▶ Exercise description: How many lines in the records below hold the word "like"? Answer with the number alone.
(Study material Opens)
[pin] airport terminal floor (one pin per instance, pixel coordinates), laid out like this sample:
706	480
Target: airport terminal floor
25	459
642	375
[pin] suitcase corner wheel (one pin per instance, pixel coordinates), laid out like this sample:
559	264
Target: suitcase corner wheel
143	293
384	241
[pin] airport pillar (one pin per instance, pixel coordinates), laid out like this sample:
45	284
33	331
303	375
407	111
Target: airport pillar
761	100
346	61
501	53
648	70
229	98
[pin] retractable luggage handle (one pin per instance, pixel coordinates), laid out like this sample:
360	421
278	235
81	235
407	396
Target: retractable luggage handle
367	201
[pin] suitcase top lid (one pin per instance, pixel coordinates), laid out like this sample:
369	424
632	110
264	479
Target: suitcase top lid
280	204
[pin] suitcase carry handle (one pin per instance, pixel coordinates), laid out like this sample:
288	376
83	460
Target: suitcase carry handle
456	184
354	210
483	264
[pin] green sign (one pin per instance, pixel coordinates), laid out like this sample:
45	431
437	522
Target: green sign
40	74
(Study material Closes)
▶ Solution to this exercise: 7